Auxin signaling plays a vital role in plant growth and development processes like, in apical dominance, tropic responses, lateral root formation, vascular differentiation, embryo patterning and shoot elongation . At the molecular level, most of these processes are controlled by the auxin-response genes [2, 3], and auxin responsiveness is conferred to these genes by conserved promoter elements, including TGA-element (AACGAC), AuxRR-core (core of the auxin response region, GGTCCAT) and AuxRE (auxin response element, TGTCTC). Among these, the AuxRE promoter elements are bound and activated by a plant-specific transcription factors which are called as Auxin Response Factors (ARFs) [4–8]. An ARF protein contains a DNA-binding domain (DBD) in the N-terminal region, a middle region that functions as an activation domain (AD) or repression domain (RD) [9, 10], and a carboxyl-terminal dimerization domain (CTD) that are similar to those found in the C terminus of Aux/IAAs, which is a protein-protein interaction domain that mediates the homo- and hetero- dimerization of ARFs and also the hetero-dimerization of ARF and Aux/IAA proteins [9–14].
It has been reported that, the ARF proteins are encoded by a large gene family, with 23 and 25 members in Arabidopsis and rice, respectively [15, 16]. Expression analysis suggested that these genes are, in general, transcribed in a wide variety of tissues and organs, with an exception of ARF gene cluster on Arabidopsis chromosome 1, which appears to be restricted to embryo genesis/seed development . Classical genetic approaches have led to the identification of ARF gene functions in plant growth and development. For example, arf mutations caused the change in gynoecium patterning (AtARF3) [17–19], impaired hypocotyls response to blue light, growth and auxin sensitivity (AtARF7) [20–24], formation of vascular strands and embryo axis formation (AtARF5) , suppression of hookless phenotype and hypocotyl bending (AtARF2) [26–28], hypocotyl elongation, and auxin homeostasis (AtARF8) [29, 30]. Moreover, the mutants of AtARF sister pairs generally exhibit a much stronger phenotype than that of single mutants, suggesting that closely related AtARFs have somewhat redundant roles in Arabidopsis . In rice, antisense phenotype of OsARF1 gene showed stunted growth, low vigor, curled leaves and sterility, suggesting that the gene is essential for vegetative and reproductive development .

> **Excerpted data**
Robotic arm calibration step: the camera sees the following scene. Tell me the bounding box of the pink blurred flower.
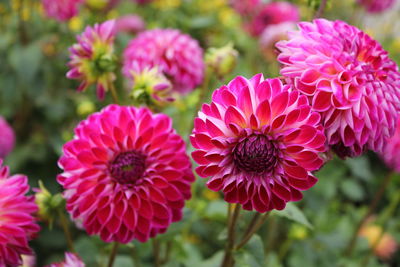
[0,116,15,159]
[47,252,86,267]
[115,15,146,33]
[380,116,400,173]
[248,2,300,36]
[230,0,262,16]
[123,29,204,93]
[277,19,400,157]
[0,159,39,266]
[357,0,396,13]
[259,22,296,60]
[191,74,325,212]
[57,105,194,243]
[42,0,84,21]
[67,20,116,99]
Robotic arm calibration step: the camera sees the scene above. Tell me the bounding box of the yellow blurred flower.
[152,0,182,9]
[203,189,221,200]
[359,224,397,260]
[68,16,83,32]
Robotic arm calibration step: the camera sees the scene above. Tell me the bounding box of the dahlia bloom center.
[233,135,278,174]
[108,150,146,184]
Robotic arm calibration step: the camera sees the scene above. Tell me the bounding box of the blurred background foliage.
[0,0,400,267]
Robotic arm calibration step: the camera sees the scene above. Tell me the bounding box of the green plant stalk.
[221,204,241,267]
[360,190,400,267]
[344,172,394,257]
[107,242,119,267]
[58,209,75,252]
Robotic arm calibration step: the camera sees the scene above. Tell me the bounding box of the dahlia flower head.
[123,29,204,93]
[380,116,400,173]
[248,2,300,36]
[47,252,86,267]
[357,0,396,13]
[42,0,85,22]
[190,74,325,212]
[277,19,400,158]
[0,116,15,159]
[67,20,116,100]
[0,159,39,266]
[57,105,194,243]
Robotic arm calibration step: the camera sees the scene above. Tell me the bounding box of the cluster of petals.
[277,19,400,157]
[380,116,400,173]
[0,159,39,266]
[57,105,194,243]
[67,20,116,99]
[0,116,15,159]
[357,0,396,13]
[47,252,86,267]
[248,2,300,36]
[42,0,84,21]
[123,29,204,93]
[191,74,326,212]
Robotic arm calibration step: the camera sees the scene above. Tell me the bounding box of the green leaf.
[340,178,364,201]
[272,203,313,229]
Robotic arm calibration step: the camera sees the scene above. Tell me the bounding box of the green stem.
[360,190,400,267]
[58,209,75,252]
[344,172,394,257]
[221,204,240,267]
[235,212,270,250]
[110,83,119,104]
[152,238,161,267]
[314,0,328,19]
[107,242,119,267]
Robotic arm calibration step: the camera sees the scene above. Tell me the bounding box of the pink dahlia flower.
[0,159,39,266]
[42,0,84,21]
[0,116,15,159]
[230,0,262,16]
[191,74,325,212]
[357,0,396,13]
[115,15,146,33]
[58,105,194,243]
[67,20,116,99]
[277,19,400,157]
[380,116,400,173]
[123,29,204,93]
[47,252,86,267]
[249,2,300,36]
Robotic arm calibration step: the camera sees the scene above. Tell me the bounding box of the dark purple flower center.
[233,135,278,174]
[108,150,146,184]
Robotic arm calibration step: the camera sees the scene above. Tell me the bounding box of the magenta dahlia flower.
[67,20,116,99]
[191,74,325,212]
[277,19,400,157]
[248,2,300,36]
[0,116,15,159]
[0,159,39,266]
[42,0,84,21]
[380,116,400,173]
[123,29,204,93]
[57,105,194,243]
[47,252,86,267]
[357,0,396,13]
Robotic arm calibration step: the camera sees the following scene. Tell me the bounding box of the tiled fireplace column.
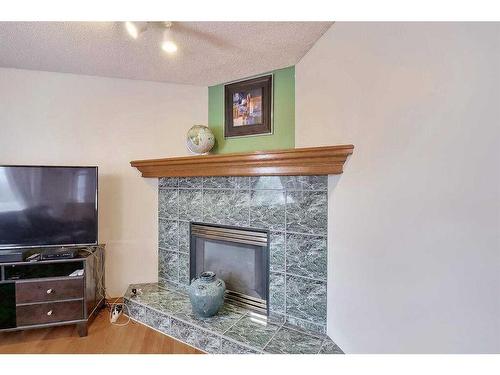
[158,176,328,333]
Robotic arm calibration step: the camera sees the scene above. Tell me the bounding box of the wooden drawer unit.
[16,277,84,304]
[0,245,105,340]
[16,300,83,326]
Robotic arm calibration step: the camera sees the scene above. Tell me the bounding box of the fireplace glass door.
[190,223,269,315]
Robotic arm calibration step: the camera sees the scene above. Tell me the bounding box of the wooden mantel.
[130,145,354,177]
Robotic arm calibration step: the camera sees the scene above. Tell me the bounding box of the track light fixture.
[161,22,177,53]
[125,21,177,54]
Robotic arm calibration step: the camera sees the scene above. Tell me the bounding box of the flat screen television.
[0,166,97,251]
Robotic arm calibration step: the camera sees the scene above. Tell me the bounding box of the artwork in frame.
[224,75,273,138]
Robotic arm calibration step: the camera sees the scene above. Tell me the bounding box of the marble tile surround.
[124,283,343,354]
[158,176,328,334]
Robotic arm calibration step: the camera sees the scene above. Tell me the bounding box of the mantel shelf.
[130,145,354,177]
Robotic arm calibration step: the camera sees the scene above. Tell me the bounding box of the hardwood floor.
[0,310,201,354]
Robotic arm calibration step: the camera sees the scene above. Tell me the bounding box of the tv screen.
[0,166,97,249]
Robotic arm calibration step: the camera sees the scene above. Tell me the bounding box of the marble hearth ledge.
[124,283,343,354]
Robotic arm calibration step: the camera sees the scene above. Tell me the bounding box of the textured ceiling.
[0,22,332,85]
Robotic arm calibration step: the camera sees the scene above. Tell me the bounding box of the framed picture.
[224,75,273,138]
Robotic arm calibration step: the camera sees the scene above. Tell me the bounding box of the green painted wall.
[208,66,295,154]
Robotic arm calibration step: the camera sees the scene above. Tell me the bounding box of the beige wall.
[0,69,208,296]
[296,23,500,353]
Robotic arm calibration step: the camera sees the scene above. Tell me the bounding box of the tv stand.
[0,245,105,336]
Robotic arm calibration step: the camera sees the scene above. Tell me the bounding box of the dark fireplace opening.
[190,223,269,315]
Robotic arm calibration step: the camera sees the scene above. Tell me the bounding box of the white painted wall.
[296,23,500,353]
[0,69,208,297]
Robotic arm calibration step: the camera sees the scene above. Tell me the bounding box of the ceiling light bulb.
[161,28,177,53]
[125,21,147,39]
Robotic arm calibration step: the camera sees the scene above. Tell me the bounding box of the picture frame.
[224,74,273,138]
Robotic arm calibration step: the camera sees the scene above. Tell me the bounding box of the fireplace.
[189,222,269,315]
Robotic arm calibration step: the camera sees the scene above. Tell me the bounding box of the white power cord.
[82,247,131,326]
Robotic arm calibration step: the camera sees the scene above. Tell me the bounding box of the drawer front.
[16,278,83,304]
[16,301,83,327]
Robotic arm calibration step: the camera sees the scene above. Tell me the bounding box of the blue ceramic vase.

> **Aim of the exercise**
Resume the text on auxin response factor genes, starting right after its last sentence.

> **Answer box**
Genetic divergence between Arabidopsis and rice ARF gene family investigated by genome-wide analysis revealed that most of the rice OsARFs are related to Arabidopsis ARFs and fall into sister pairs as in Arabidopsis [16, 32]. The first assembly of maize genome sequence has recently been published , however, to the best of our knowledge, the maize ARF gene family (ZmARF genes) has not been characterized in detail. In this article, we provide detailed information on the genomic structures, chromosomal locations, sequence homology and expression patterns of 31 maize ARF genes. In addition, the phylogenetic relationship between ARF genes in Arabidopsis, rice and maize were also compared, which will help future studies for elucidating the precise roles of ZmARFs in maize growth and development.